------ Source records

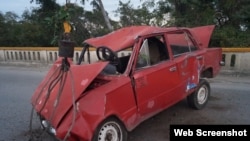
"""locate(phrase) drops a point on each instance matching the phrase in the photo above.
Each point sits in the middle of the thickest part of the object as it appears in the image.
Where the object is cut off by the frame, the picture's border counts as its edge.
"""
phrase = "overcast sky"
(18, 6)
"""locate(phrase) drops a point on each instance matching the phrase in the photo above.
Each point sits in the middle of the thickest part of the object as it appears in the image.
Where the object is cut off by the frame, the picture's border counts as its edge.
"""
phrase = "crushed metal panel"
(124, 37)
(82, 75)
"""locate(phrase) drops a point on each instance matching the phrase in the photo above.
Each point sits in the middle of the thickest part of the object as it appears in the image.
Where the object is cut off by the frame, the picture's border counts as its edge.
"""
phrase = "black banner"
(198, 132)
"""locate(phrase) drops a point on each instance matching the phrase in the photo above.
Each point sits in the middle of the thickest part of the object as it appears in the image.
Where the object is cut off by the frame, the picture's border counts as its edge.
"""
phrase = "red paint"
(132, 96)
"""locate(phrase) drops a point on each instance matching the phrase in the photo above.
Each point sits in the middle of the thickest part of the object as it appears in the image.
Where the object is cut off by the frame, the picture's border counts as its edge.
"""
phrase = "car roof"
(124, 37)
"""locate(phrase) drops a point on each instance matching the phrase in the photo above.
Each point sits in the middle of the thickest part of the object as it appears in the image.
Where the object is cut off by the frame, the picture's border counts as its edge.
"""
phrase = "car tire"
(110, 130)
(199, 98)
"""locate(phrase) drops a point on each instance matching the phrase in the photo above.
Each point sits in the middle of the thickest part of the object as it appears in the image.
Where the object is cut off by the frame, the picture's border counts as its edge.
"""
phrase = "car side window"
(153, 51)
(180, 43)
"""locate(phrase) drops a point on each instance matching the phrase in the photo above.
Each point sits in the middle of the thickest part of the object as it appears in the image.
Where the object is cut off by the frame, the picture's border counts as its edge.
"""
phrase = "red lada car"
(124, 78)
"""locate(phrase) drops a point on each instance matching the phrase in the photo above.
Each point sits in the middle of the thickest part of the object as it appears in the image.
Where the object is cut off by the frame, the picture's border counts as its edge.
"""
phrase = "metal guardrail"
(236, 59)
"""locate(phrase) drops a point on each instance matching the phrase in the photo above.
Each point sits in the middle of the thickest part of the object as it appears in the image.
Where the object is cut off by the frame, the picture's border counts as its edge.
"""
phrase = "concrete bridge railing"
(237, 60)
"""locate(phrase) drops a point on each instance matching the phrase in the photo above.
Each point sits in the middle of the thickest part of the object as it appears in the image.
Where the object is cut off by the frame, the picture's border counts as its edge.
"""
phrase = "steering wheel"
(106, 54)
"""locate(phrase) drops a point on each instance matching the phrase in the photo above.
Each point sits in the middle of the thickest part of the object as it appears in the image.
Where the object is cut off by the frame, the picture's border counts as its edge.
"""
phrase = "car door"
(189, 59)
(155, 77)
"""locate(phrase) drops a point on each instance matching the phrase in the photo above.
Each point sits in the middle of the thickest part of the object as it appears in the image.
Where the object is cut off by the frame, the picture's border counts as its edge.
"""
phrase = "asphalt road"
(229, 104)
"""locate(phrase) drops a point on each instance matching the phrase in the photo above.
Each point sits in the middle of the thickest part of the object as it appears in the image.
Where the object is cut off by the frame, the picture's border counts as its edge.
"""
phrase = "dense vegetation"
(42, 26)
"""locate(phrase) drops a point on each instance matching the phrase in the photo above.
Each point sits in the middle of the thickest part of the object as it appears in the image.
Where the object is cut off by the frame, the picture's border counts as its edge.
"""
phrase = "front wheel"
(199, 98)
(110, 130)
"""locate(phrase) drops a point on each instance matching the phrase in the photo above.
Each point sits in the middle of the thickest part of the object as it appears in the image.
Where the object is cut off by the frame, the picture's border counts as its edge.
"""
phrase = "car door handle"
(172, 69)
(199, 57)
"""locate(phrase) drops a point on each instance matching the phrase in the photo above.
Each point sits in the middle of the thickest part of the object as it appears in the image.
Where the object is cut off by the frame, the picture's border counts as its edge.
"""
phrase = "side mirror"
(222, 63)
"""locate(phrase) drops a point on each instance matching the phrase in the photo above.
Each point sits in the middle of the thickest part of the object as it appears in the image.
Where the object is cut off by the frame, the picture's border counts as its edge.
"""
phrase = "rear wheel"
(199, 98)
(110, 130)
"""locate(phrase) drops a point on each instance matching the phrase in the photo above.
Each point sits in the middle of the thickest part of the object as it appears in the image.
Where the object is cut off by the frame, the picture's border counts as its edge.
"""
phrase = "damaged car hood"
(52, 101)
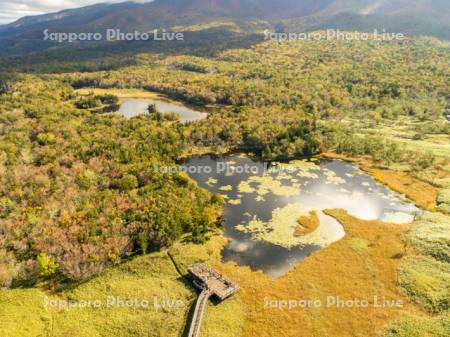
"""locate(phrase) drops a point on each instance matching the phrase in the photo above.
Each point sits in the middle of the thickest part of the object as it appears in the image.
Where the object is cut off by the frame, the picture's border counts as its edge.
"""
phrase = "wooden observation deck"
(211, 283)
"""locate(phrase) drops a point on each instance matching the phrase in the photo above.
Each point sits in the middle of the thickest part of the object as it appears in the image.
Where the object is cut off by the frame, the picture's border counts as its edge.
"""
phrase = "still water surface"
(273, 194)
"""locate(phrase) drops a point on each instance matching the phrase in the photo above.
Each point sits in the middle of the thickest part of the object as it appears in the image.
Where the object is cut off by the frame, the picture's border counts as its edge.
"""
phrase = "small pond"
(264, 202)
(132, 107)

------------

## Job
Go through the entries above and output them exactly, without pictures.

## The answer
"""locate(phrase) drops a point on each instance matching the phrase in the photo above.
Each point sits in the middle of the thickest part of the object as it appears in the image.
Where the object is cut off by the frame, the picture's border counts as its edge.
"""
phrase = "overcast sky"
(18, 6)
"""locate(phrase) drops a point on each instance matching the phrase in the photo above.
Each point sits in the middle of the thickest part of the object as it appears in the image.
Where the object is cut off by the frame, the picture's border counts as its edge.
"""
phrase = "crushed metal panel"
(124, 37)
(82, 75)
"""locate(phrase) drops a point on each instance matching the phrase in the photo above.
Each point sits in the middle of the thickest part of the object as it appears in the image.
Where the object is cut off by the frame, the picture's border counts as its edge.
"""
phrase = "black banner"
(198, 132)
"""locate(phrase) drops a point on each instance matching the phrase in the photo above.
Each point sits in the middle of the thickest part of the object as it appears in the image.
Where the object is cut off by the frame, the picture's border counts as its edge.
"""
phrase = "red paint"
(132, 96)
"""locate(phrase) drops a point on each instance matching the phrase in the photo above.
Each point sits in the middle of the thickest part of the object as it appears in the image.
Where the object is cut off by the frame, the picture's border counts as its edge.
"""
phrase = "car roof"
(124, 37)
"""locate(phrase) drops a point on each instance matching the phrase in the photo above.
Each point sits in the middle of the thickest part of the object as it appears in the image.
Where the object is cut off by the frame, the picture's border counts as its edge.
"""
phrase = "car tire"
(110, 130)
(199, 98)
"""locate(phrase) drops a point on each instance matching the phrase in the photo above.
Each point sits in the middle of the thickest part of the object as it appears in the image.
Where the object is cut off by the frame, the picture's border counts as its edge.
"""
phrase = "car side window"
(153, 51)
(180, 43)
"""locate(phrase) drops a point on each instance matching the phrase in the photo above.
Each point sits in the middle of the thickest part of the object as it appears in the image.
Where the object is cut off by the frame, the picture's border counts as its edge.
"""
phrase = "red lada car"
(124, 78)
"""locate(phrase) drops a point on each instance matching the phrase in the photo above.
Each point sits in the middle of the thickest part of the object as it appears in the image.
Where the object is cut off by the frame, the picture's border counts as its edge.
"""
phrase = "metal guardrail"
(236, 59)
"""locate(phrase) drops a point on each instance matching the phrase in the photo above.
Each point sits in the middle of the thickest part of the object as it appears in the image.
Where the object is cut off by the frame, the picture's border counts as its edge.
"""
phrase = "concrete bridge railing"
(237, 60)
"""locate(phrase) drops a point on each instance matching the phrase in the photo above.
Each point sits in the middle of the thickest part of the object as it appears in the image.
Where the object is cut off by the frame, the picture's border counts as its edge.
"""
phrase = "steering wheel"
(106, 54)
"""locate(phrase) drops a point on each instance matching the phrase in the photo above.
Each point sits in the middle of the thickest part of the object as it appears in the image.
Where the object is cut off by the frame, the picture's border counts as its edge.
"""
phrase = "car door"
(189, 59)
(155, 77)
"""locate(phrase) drops a point on each instance matching the phrase in the photo above.
Each point sits in the middle of the thickest part of the object as it appears in the image.
Where the object is cut off by the frame, the picture's border counts as its edge.
"""
phrase = "asphalt road"
(229, 104)
"""locate(phrase) drops a point on each instance matching the phrase in the photo above.
Each point sits in the middle of the thickest part of the object as it appears in the image.
Where the object is cut off by the frame, the picture's border counts as its edge.
"""
phrase = "dense vegetation"
(42, 26)
"""locate(phrase) drops a point on each instance matching the phrase in the photo above.
Each point sits in the middle of the thickest part of the object as it appears in the image.
Where the object is cut off by the frame, the picture's border counts as its edge.
"""
phrase = "front wheel"
(199, 98)
(110, 130)
"""locate(phrase) drops a point on each instance matching the phrase in the photo above.
Each point sits in the middle of the thickest part of the object as it appears in the image.
Where the object is cut off by the frame, the picture's border counts as its edge.
"""
phrase = "car door handle"
(172, 69)
(199, 57)
"""locate(phrase) drops a point on each instance matching the phrase in the photo above.
Each point sits in the middle of the thickest part of the object as it appears in the image.
Where the object is cut off by the frame, the picture's border counts as its edge.
"""
phrase = "side mirror"
(222, 63)
"""locate(phrase) drops a point on each instance matching the phrase in the photo above.
Each point sits in the middle of the thickest part of the object as it appears in the image.
Where the object is cut off by the frame, the picture's border counts as its edge.
"""
phrase = "rear wheel"
(199, 98)
(110, 130)
"""locate(phrase) drops a point on each instance matching the phrase in the photo above.
Each point sits in the middle of the thickest part of the object as it appears in the image.
Where the object is cut off by the frame, the picture's border counts as its edge.
"""
phrase = "damaged car hood"
(52, 101)
"""locate(phrase) drops a point on each instance matching the phrase in the photo above.
Each point sits in the middle of the thickest part of the object as it appears in the image.
Where the object is cut off by the frame, the picture's border counts as its edge.
"""
phrase = "wooden observation deck"
(211, 283)
"""locate(phrase) drops a point on each instance matching the phrase in the photo above.
Each point sits in the middle of the thickest part of the object as it appears in the image.
Where the object is cut off by the frame, the picture's border counts as its edge.
"""
phrase = "still water surface"
(273, 194)
"""locate(phrase) drops a point on each instance matching the phrase in the photo above.
Each point sits in the middle of the thickest part of the object as it appears in the image.
Where the object is cut off by the frame, the picture's border counts as its edge.
"""
phrase = "small pond"
(264, 202)
(132, 107)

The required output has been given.